▶ **What to do**:
[a] List the relationship settings in which the post on personal boundaries below recommends communicating openly about what we want and don't want.
[b] Extend the post on personal boundaries below, picking up right after its final sentence.

▶ **Text section**:
I think Brittany makes an important point about boundaries in the post below. Most commonly when we talk about setting boundaries we talk about what we won’t accept from other people. That’s important, but it’s also important and healthy to consider how we protect ourselves.
Turns out, we’re all a lot more complicated. If you read the rest of the article, what you’ll see is that none of this is simple, not only is there the line between wanted and unwanted affection, there’s also a point where we’ve simply had enough and don’t want more, and that line is not going to be the same for everyone.
All of this leads me to believe that the best way to navigate this in romantic relationships, or just with family and friends, is to communicate openly about what we want and don’t want.
Believe it or not, abuse survivors, you can do that. You can create your own boundaries, and ask for what you want in any relationship. It just takes some time to learn how.
There is some good advice in the article about how to create, and maintain, healthy boundaries with a variety of toxic parent “types”, but I will always fall back on one fact of life as a survivor of childhood abuse, we came out of childhood with no idea of what a boundary is, let alone why we would create one. We were never given the opportunity to learn or practice this skill.

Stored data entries
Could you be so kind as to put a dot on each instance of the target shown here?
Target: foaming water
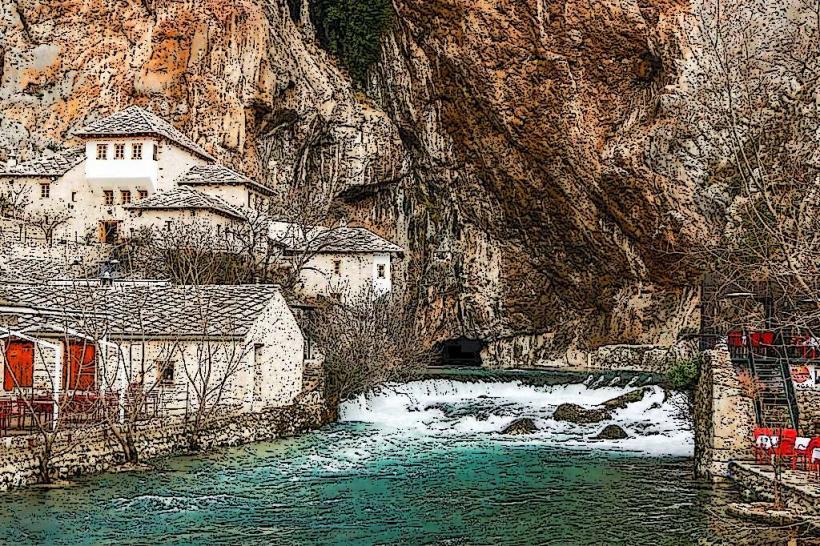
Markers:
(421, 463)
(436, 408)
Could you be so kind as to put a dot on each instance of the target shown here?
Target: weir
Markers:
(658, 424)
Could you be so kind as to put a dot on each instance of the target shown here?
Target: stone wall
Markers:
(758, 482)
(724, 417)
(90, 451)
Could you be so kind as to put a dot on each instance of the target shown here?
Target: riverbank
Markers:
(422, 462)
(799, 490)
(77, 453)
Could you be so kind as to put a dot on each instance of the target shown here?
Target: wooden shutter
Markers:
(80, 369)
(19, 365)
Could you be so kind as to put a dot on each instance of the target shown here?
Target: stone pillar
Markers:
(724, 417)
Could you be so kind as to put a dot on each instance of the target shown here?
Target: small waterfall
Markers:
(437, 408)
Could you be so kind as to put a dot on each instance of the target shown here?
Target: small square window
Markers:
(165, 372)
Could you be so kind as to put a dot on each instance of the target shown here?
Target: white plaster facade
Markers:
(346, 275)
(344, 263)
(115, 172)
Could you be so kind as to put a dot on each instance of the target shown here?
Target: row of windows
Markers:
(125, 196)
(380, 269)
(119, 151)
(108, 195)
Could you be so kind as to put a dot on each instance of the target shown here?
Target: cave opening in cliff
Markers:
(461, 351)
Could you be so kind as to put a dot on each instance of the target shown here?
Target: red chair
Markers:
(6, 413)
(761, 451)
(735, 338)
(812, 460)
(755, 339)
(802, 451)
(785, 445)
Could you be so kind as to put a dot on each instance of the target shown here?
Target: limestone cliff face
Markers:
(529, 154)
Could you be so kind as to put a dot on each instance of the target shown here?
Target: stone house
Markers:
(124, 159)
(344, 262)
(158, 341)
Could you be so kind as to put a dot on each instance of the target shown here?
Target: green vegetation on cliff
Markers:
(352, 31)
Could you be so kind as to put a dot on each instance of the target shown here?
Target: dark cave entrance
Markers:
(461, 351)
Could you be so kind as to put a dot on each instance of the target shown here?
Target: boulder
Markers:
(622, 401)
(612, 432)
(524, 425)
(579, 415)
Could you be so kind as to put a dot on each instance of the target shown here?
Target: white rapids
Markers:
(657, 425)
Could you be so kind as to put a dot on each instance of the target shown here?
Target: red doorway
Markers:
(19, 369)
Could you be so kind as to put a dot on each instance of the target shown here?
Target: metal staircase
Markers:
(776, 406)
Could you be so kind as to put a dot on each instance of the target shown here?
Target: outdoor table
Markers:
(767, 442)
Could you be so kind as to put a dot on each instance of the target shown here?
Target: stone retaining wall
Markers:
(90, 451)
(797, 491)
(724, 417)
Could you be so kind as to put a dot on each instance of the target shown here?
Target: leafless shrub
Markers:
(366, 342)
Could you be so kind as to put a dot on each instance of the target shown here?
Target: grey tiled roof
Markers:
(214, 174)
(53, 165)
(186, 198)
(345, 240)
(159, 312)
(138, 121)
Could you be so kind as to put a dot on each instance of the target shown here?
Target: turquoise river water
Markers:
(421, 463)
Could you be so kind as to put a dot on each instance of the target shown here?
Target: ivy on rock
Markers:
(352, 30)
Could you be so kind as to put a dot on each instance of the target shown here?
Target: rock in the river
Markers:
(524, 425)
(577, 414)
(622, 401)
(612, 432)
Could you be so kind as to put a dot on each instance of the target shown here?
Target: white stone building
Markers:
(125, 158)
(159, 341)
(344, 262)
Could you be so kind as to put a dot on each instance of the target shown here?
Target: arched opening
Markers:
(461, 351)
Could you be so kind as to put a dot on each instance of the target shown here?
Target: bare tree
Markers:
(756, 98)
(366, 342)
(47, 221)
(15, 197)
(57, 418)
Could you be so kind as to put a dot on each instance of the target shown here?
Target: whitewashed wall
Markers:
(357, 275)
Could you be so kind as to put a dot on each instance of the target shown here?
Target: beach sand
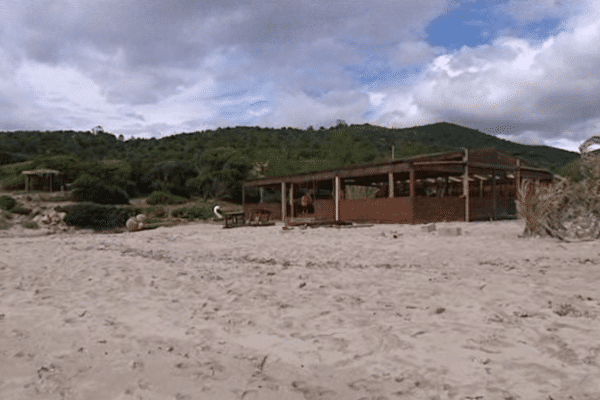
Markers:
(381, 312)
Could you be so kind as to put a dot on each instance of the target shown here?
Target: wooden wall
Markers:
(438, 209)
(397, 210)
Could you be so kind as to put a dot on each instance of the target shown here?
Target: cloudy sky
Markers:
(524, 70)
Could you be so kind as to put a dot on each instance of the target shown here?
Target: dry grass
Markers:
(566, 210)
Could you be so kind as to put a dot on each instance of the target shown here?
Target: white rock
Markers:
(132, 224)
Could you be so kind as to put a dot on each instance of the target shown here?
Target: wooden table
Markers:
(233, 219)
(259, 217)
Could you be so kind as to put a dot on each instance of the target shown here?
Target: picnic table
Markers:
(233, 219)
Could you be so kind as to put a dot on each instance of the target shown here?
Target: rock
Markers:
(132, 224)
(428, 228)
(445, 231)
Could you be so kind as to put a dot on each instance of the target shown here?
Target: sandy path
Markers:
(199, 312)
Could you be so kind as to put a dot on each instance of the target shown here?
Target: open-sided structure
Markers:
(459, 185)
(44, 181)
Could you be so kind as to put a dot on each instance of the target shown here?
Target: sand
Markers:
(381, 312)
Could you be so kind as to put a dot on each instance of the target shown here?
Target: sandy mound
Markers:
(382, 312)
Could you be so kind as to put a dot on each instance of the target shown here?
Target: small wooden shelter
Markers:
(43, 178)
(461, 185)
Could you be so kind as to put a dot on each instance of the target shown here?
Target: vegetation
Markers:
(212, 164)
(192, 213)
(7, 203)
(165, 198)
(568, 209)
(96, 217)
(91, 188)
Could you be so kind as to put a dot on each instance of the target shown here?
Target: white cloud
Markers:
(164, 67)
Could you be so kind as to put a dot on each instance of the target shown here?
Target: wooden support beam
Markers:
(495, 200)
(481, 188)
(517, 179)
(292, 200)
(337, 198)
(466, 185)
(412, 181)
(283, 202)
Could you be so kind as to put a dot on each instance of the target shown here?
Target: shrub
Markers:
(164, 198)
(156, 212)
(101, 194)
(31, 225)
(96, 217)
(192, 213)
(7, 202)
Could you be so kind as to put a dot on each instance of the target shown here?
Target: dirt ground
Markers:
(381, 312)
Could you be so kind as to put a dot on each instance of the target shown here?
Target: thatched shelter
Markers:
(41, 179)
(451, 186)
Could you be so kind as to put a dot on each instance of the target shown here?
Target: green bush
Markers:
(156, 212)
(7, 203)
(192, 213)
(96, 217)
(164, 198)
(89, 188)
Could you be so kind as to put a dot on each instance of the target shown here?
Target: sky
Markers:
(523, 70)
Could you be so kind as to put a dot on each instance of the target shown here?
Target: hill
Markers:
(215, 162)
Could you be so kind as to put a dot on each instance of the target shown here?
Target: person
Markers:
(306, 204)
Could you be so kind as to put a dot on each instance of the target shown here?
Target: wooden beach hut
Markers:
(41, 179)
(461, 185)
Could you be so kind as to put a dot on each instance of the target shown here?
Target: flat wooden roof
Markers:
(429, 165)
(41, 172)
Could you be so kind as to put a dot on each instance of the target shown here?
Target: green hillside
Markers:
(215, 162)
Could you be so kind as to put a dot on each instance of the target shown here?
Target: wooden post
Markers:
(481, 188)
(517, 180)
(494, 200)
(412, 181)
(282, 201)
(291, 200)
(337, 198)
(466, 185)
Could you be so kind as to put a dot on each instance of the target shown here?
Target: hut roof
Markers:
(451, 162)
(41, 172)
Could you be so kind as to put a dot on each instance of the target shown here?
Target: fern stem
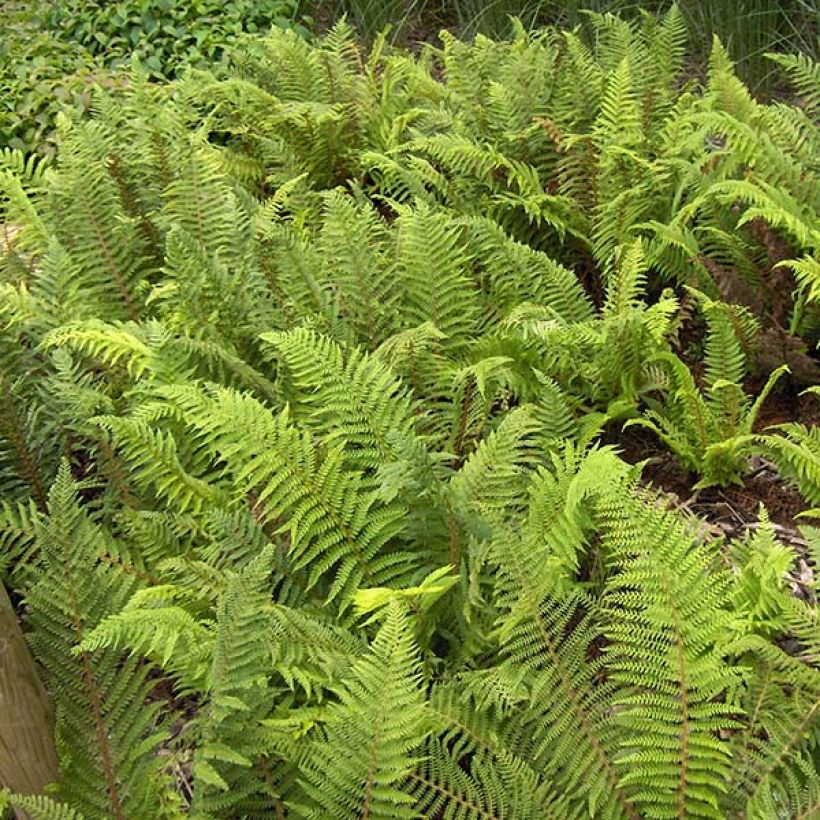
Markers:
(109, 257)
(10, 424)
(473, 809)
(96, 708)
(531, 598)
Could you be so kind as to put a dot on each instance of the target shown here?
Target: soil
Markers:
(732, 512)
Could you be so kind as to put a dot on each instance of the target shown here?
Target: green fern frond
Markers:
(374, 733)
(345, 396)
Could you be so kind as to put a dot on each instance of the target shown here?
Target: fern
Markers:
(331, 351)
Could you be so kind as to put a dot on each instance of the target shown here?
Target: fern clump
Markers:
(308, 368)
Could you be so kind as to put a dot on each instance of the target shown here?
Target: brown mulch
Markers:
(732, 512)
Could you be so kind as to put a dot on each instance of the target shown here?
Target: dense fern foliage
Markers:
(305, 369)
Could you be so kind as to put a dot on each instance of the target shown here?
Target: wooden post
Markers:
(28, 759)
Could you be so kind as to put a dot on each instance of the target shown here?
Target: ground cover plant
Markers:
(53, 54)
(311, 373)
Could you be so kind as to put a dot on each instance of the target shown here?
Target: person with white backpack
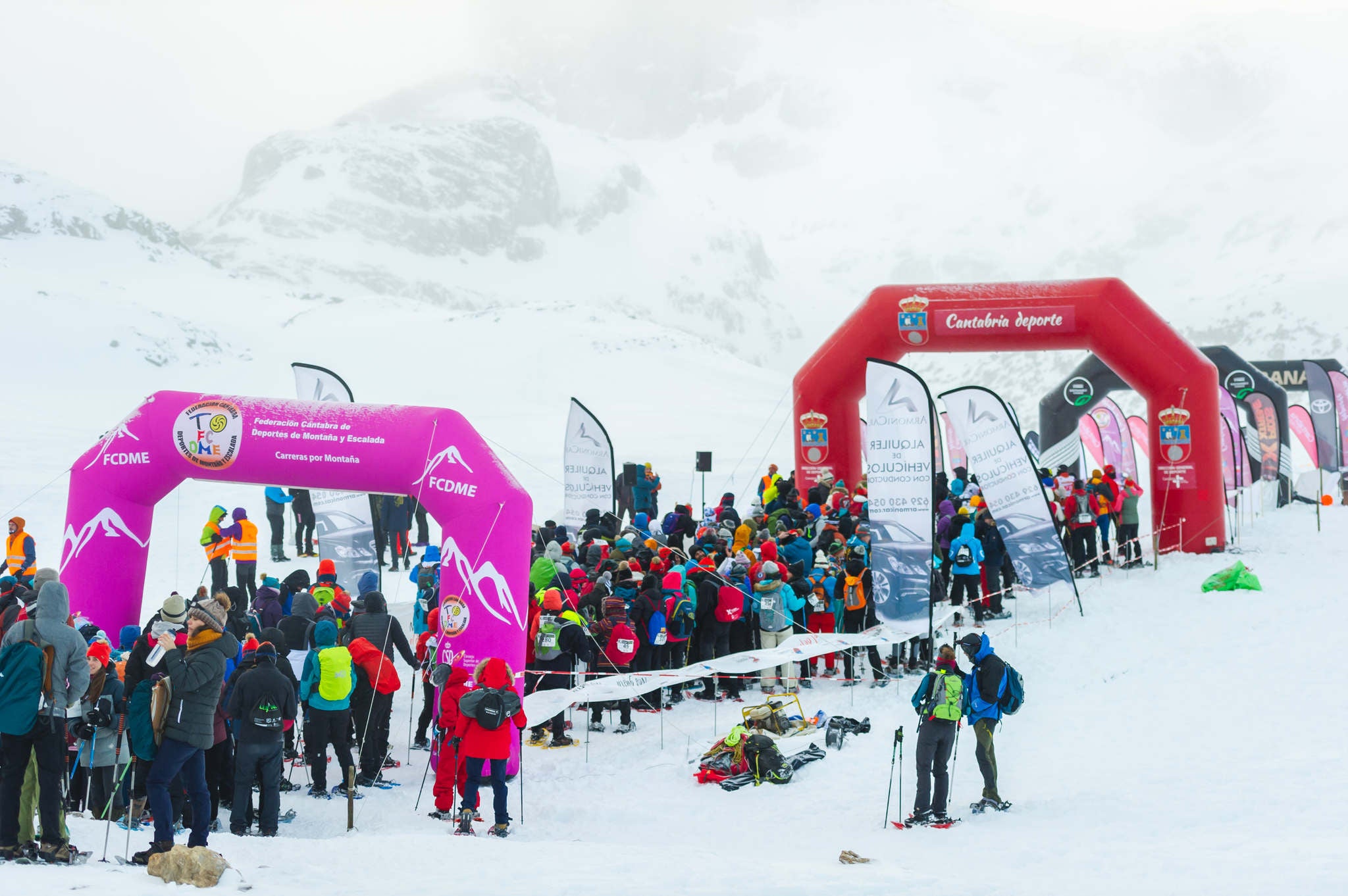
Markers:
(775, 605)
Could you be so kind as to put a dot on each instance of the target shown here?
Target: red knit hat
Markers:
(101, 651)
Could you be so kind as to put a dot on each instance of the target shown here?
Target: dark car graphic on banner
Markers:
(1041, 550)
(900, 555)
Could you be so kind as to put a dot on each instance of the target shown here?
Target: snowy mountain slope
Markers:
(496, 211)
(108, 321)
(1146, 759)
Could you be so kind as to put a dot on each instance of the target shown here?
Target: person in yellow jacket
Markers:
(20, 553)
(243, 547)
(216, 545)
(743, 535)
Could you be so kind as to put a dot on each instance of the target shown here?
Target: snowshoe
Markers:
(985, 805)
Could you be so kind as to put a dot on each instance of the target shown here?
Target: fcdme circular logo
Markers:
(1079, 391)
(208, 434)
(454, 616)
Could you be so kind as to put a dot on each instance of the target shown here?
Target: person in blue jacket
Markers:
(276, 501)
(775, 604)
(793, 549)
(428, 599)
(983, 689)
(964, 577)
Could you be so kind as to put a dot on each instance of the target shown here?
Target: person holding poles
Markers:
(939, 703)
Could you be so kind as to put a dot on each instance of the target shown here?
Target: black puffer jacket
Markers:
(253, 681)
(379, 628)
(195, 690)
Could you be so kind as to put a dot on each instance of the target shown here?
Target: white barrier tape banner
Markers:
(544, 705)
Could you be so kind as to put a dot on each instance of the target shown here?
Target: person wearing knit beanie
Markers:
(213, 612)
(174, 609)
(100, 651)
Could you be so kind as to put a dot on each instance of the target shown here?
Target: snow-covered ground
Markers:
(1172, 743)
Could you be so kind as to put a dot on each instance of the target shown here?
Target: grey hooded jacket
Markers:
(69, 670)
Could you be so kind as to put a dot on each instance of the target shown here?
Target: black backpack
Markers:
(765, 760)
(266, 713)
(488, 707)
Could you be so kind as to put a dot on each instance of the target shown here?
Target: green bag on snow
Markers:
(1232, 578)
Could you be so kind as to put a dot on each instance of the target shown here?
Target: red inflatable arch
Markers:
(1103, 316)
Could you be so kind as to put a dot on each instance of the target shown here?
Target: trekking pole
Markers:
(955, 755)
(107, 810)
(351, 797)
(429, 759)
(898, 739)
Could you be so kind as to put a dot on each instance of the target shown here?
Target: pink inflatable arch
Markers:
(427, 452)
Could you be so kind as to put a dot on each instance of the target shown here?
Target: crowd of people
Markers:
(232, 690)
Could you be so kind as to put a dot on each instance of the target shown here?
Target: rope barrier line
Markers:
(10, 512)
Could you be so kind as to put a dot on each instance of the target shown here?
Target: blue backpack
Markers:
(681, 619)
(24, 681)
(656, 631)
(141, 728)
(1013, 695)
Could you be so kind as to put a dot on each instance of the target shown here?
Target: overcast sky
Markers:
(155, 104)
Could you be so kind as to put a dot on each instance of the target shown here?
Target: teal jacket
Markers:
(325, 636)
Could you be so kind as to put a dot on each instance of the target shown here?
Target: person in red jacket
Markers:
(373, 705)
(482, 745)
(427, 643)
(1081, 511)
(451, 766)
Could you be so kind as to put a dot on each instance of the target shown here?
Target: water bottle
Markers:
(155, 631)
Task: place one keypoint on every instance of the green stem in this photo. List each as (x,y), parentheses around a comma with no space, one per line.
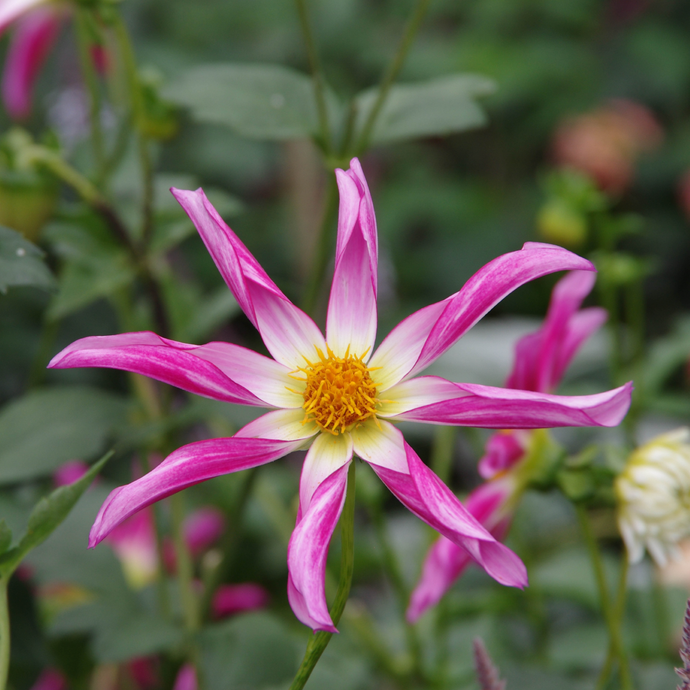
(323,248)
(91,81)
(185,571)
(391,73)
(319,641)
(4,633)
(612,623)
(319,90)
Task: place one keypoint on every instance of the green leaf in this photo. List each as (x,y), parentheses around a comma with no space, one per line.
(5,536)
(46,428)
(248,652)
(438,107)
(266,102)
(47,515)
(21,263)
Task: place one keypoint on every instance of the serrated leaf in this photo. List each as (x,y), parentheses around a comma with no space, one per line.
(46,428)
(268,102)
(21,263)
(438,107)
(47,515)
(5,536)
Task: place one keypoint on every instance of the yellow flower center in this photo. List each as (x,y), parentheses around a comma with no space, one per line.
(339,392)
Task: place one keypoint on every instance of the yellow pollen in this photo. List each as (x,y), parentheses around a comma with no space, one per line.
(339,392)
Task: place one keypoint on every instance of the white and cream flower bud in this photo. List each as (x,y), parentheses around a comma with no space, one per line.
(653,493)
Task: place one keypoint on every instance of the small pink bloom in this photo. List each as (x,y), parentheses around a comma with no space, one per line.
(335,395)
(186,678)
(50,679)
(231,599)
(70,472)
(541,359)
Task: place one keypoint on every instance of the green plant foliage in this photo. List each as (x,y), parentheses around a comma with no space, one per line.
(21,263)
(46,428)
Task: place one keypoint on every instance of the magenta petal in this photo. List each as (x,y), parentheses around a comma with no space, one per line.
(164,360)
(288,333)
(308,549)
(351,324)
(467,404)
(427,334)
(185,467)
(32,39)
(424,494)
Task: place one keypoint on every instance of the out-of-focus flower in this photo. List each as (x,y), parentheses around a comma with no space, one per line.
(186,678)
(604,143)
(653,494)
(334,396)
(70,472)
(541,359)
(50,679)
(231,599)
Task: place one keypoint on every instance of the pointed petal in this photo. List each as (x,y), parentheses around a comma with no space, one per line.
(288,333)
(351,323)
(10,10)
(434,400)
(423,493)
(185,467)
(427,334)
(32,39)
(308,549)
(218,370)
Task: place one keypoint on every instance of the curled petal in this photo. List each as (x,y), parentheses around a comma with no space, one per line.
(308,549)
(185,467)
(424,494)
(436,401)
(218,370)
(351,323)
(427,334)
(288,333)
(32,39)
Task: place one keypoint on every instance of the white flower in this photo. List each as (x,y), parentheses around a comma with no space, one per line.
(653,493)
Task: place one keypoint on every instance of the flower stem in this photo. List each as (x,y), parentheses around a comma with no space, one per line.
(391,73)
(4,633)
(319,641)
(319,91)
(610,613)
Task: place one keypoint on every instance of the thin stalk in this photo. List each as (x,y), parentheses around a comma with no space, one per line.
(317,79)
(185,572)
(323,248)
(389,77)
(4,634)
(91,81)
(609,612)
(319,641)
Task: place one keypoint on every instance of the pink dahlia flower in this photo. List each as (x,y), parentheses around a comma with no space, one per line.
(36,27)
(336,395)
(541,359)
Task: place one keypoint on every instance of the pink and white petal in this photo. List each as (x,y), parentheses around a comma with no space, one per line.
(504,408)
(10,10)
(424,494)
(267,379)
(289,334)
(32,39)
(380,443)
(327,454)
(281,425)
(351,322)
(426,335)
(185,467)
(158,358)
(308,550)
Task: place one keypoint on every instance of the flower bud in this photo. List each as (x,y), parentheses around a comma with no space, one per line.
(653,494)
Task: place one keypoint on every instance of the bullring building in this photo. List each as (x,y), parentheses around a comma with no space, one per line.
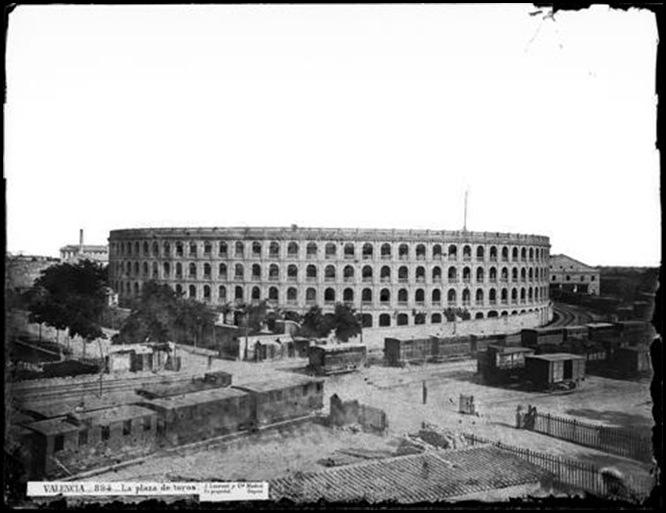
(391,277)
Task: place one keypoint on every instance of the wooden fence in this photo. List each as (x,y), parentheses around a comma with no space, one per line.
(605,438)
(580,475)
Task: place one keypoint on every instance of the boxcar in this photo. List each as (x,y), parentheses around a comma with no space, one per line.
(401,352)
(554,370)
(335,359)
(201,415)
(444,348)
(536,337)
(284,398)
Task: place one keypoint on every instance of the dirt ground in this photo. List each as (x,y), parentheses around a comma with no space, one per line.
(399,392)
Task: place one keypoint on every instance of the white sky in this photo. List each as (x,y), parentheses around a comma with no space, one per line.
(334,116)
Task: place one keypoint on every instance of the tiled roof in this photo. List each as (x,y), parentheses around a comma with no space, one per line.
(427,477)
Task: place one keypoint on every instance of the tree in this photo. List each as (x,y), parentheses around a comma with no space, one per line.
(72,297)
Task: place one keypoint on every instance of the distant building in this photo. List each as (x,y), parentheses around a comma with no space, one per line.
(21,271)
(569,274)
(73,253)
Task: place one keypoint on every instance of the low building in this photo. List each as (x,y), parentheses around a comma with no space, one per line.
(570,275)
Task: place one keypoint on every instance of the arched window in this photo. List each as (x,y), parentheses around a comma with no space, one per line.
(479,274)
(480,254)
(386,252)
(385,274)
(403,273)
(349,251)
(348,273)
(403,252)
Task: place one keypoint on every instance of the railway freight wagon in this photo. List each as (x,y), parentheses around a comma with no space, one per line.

▶ **Answers by item**:
[a] Romantic relationships, family, friends

[b]
It’s OK if it takes us a minute to figure it out before we get it right.
The other thing to keep in mind is that no one else is going to set the boundaries for you that you need. They will set the boundaries that they want for you. That includes family, friends, and employers. They won’t know the limits of your mental health, and they may not even care about them. Some will, but you still need to draw them yourself and then communicate them.
And, maybe. most of all, allow everyone to set their boundaries and respect them. Maybe we could all get some improved mental health if we all understood that a little bit better.